● GOALS
a – In the blog post about dreams, where was the writer living twenty years ago?
b – Carry the blog post about dreams forward from its last sentence.
## begin TEXT EXTRACT
At The Coop

At The Coop

Sunday, August 10, 2014

Dreams

        
 
          "You can't campaign with a machine gun."
          I'm not sure what that means, but apparently I said it in a dream one night last week. A couple of nights later, a guy came up to me in another dream and said "You can't campaign with a machine gun. I heard you say that the other day. That was so cool!" It got me to thinking about dreams...mine, and dreams in general.
          I'd be willing to bet that I'm not the only person who dreams about being able to fly. I have had dreams about flying at least since I was eleven or twelve years old, if not earlier that that.  In my dreams, flight is so easy. It's almost like treading water. I wave my hands back and forth in the direction of the ground and I rise right up. Sometimes I fly horizontally and parallel to the ground, but as often as not, the sensation is more like being in deep water (that I can breathe in, and not feel any more than I would feel the air) and moving at will, untethered from the ground. I have them fairly often, and I probably don't have to tell you what a disappointment it is to wake up and not be able to fly.
          I wrote a song one time from a dream I had about being in a wheelchair. Twenty years ago, we were living in eastern North Carolina, in a two-story house with a woodstove for heat. In the winter time, we would get a good fire going right before bedtime and then close the dampers down and go to bed. About an hour or so before it was time for everyone to get up, I would head downstairs and open the dampers, add a few logs, and then go back to bed. The living room would be nice and toasty in the morning. Around this same time period, I was playing music at a lot of biker bars and functions. If you hang around enough bikers, you'll start seeing folks on crutches and in wheelchairs. I guess it's only natural that those images would infiltrate my dreams.
## end TEXT EXTRACT
## begin DATA LINES
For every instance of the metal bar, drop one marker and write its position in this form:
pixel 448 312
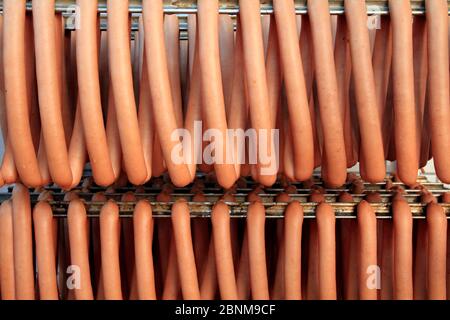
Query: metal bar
pixel 232 6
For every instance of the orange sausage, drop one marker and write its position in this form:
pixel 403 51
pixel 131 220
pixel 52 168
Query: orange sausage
pixel 256 84
pixel 143 235
pixel 213 102
pixel 326 222
pixel 7 284
pixel 256 216
pixel 438 64
pixel 332 126
pixel 122 84
pixel 89 94
pixel 372 153
pixel 342 59
pixel 291 62
pixel 185 252
pixel 19 131
pixel 293 223
pixel 367 231
pixel 165 121
pixel 437 252
pixel 23 243
pixel 220 218
pixel 45 251
pixel 402 233
pixel 110 239
pixel 50 93
pixel 403 90
pixel 79 248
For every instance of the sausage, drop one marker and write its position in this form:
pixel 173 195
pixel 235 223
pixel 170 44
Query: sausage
pixel 332 126
pixel 45 251
pixel 372 153
pixel 7 284
pixel 381 60
pixel 185 252
pixel 145 119
pixel 143 235
pixel 165 121
pixel 79 248
pixel 110 239
pixel 403 90
pixel 172 32
pixel 23 244
pixel 208 281
pixel 237 114
pixel 342 59
pixel 437 252
pixel 291 62
pixel 220 218
pixel 122 84
pixel 50 93
pixel 256 84
pixel 213 103
pixel 89 94
pixel 293 223
pixel 402 233
pixel 438 64
pixel 367 231
pixel 19 131
pixel 256 216
pixel 326 222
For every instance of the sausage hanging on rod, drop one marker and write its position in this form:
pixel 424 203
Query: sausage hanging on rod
pixel 89 94
pixel 372 153
pixel 439 101
pixel 165 120
pixel 297 98
pixel 334 146
pixel 403 91
pixel 256 84
pixel 213 102
pixel 49 88
pixel 19 130
pixel 122 85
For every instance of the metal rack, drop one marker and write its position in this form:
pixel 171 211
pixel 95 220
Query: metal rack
pixel 238 209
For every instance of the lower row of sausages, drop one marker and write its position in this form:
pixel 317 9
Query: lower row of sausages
pixel 142 257
pixel 338 91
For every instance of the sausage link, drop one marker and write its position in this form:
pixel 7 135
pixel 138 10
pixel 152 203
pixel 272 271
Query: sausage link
pixel 256 84
pixel 23 244
pixel 372 153
pixel 45 251
pixel 185 252
pixel 437 252
pixel 50 93
pixel 293 223
pixel 367 231
pixel 213 102
pixel 19 131
pixel 7 284
pixel 326 224
pixel 143 235
pixel 403 85
pixel 438 64
pixel 164 113
pixel 332 126
pixel 79 248
pixel 220 218
pixel 257 252
pixel 122 84
pixel 402 233
pixel 89 94
pixel 300 120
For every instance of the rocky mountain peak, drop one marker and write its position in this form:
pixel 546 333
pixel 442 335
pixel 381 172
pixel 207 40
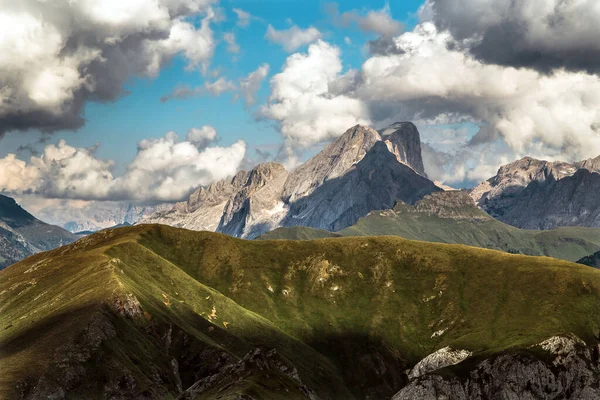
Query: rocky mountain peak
pixel 592 164
pixel 404 141
pixel 263 173
pixel 537 194
pixel 333 161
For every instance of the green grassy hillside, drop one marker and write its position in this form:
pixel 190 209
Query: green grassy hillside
pixel 451 217
pixel 153 310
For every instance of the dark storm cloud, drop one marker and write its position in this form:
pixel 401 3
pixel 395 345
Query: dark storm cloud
pixel 542 34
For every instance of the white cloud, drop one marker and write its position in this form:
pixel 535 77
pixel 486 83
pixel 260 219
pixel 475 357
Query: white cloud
pixel 202 137
pixel 164 169
pixel 551 115
pixel 219 86
pixel 292 38
pixel 250 85
pixel 232 45
pixel 302 105
pixel 377 21
pixel 55 56
pixel 244 17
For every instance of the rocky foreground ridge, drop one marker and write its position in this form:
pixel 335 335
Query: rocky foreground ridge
pixel 152 311
pixel 361 171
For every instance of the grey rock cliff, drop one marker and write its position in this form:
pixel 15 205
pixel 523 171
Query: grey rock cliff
pixel 404 141
pixel 375 183
pixel 569 370
pixel 534 194
pixel 332 162
pixel 357 173
pixel 257 207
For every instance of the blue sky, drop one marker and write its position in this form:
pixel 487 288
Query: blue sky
pixel 477 105
pixel 119 126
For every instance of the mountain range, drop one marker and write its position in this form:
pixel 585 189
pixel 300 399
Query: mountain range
pixel 367 170
pixel 152 311
pixel 534 194
pixel 453 217
pixel 361 171
pixel 21 234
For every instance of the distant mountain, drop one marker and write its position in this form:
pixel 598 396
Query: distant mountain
pixel 155 312
pixel 534 194
pixel 592 261
pixel 21 234
pixel 361 171
pixel 453 217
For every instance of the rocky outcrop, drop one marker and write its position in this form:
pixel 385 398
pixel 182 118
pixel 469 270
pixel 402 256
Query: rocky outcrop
pixel 558 368
pixel 359 172
pixel 204 208
pixel 437 360
pixel 21 234
pixel 332 162
pixel 258 206
pixel 377 182
pixel 534 194
pixel 257 362
pixel 592 260
pixel 403 140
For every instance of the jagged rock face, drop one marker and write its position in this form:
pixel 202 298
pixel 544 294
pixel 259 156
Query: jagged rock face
pixel 404 141
pixel 204 208
pixel 534 194
pixel 437 360
pixel 257 207
pixel 592 261
pixel 572 373
pixel 340 180
pixel 21 234
pixel 375 183
pixel 331 163
pixel 571 201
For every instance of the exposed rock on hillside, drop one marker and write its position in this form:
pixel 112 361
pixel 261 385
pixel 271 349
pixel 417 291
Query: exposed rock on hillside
pixel 568 370
pixel 592 261
pixel 375 183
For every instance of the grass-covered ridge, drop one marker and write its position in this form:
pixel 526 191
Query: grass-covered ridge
pixel 334 308
pixel 452 217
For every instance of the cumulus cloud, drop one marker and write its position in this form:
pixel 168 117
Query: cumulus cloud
pixel 164 169
pixel 541 34
pixel 300 101
pixel 232 46
pixel 377 21
pixel 243 17
pixel 55 56
pixel 520 111
pixel 250 85
pixel 292 38
pixel 219 86
pixel 533 113
pixel 202 137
## end DATA LINES
● RESULTS FOR EACH TASK
a – In a two-story house with a woodstove for heat in eastern North Carolina.

b –
         One night, I had a particularly vivid dream about being in a wheelchair. I was hanging out in a house with a bunch of other "wheelies". Somewhere (not anywhere nearby) there was a guy who had a motorcycle rigged so that he could ride it in spite of the handicap that had kept him chair-bound. We couldn't see him since he was way down the road somewhere, but we were somehow psychically connected to him. We he fired up his bike, we knew it, and we all went nuts. We rolled out into the front yard, hooting and hollering, because not only was he doing it, he was doing it for all of us.
        Then I woke up.
         I was halfway down the stairs to put some wood in the stove when it hit me. I was walking! Just a few minutes earlier, I had been stuck in a chair, but now I was on two feet and walking down a flight of stairs. It shook me up a little. Then I started thinking "What if it was the other way around?" What if I could walk and/or ride a motorcycle in my dreams, but woke up to life in a wheelchair? That day I wrote a song called "Morning Rolls Around". Within a week, I had recorded it with some of my picker buddies, and included it on a cassette that I put out.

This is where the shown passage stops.